» **WHAT THIS TASK INVOLVES**
List every line of the listing below that contains the word "instance".

·····

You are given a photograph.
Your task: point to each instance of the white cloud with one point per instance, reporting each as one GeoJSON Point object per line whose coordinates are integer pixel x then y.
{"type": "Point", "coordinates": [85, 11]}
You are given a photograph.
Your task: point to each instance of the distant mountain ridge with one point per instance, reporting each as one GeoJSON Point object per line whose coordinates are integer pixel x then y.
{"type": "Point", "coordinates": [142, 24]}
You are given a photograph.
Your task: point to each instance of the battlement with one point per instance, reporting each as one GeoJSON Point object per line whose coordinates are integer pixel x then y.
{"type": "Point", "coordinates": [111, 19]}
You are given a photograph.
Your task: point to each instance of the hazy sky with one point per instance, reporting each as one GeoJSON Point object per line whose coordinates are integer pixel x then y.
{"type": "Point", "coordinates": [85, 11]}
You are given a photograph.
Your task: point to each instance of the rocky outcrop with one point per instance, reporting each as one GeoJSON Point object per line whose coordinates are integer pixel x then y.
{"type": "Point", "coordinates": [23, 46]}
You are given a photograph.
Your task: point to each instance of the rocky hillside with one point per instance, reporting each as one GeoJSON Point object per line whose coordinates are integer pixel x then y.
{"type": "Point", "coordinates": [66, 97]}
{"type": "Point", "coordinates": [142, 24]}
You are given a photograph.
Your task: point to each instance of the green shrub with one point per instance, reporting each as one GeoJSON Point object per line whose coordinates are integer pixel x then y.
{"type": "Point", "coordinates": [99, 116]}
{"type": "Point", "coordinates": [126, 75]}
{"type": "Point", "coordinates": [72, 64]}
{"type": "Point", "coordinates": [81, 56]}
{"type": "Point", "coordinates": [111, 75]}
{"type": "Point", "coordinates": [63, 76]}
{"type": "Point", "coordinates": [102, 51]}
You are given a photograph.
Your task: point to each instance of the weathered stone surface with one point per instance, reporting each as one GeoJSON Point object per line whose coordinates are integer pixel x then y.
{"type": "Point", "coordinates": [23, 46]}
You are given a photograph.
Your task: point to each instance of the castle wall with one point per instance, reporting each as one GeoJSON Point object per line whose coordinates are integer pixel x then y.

·····

» **RESPONSE TO THIS TASK**
Your task: point to each instance of the white cloud with one point per instance, reporting each as one GeoJSON Point object per line whose coordinates are integer pixel x then y.
Your task: point to each instance of the distant mountain ridge with one point per instance, reporting each as one GeoJSON Point object per line whose coordinates are integer pixel x then y.
Your task: point to each instance of the battlement with one point per instance, reporting each as one GeoJSON Point object per line whose coordinates are integer pixel x then y.
Your task: point to each instance of the hazy sky with one point per instance, reporting each as one GeoJSON Point object per line whose coordinates are integer pixel x then y.
Your task: point to each instance of the rocky outcrop with one point per instance, reporting each as one GeoJSON Point object per line whose coordinates are integer pixel x then y.
Your task: point to each instance of the rocky hillside with one point per instance, reporting each as one GeoJSON Point object per line whose coordinates are integer pixel x then y.
Your task: point to each instance of the green shrub with one point per instance, reporting each as one GeoJSON Point object per line whose coordinates are integer pixel x then y.
Your task: point to each instance of the weathered stone surface with one point per instance, reporting each as one GeoJSON Point object per line whose coordinates are integer pixel x then y.
Your task: point to each instance of the castle wall with one point per instance, reporting each as one GeoJSON Point object per line whose coordinates are integer pixel x then y.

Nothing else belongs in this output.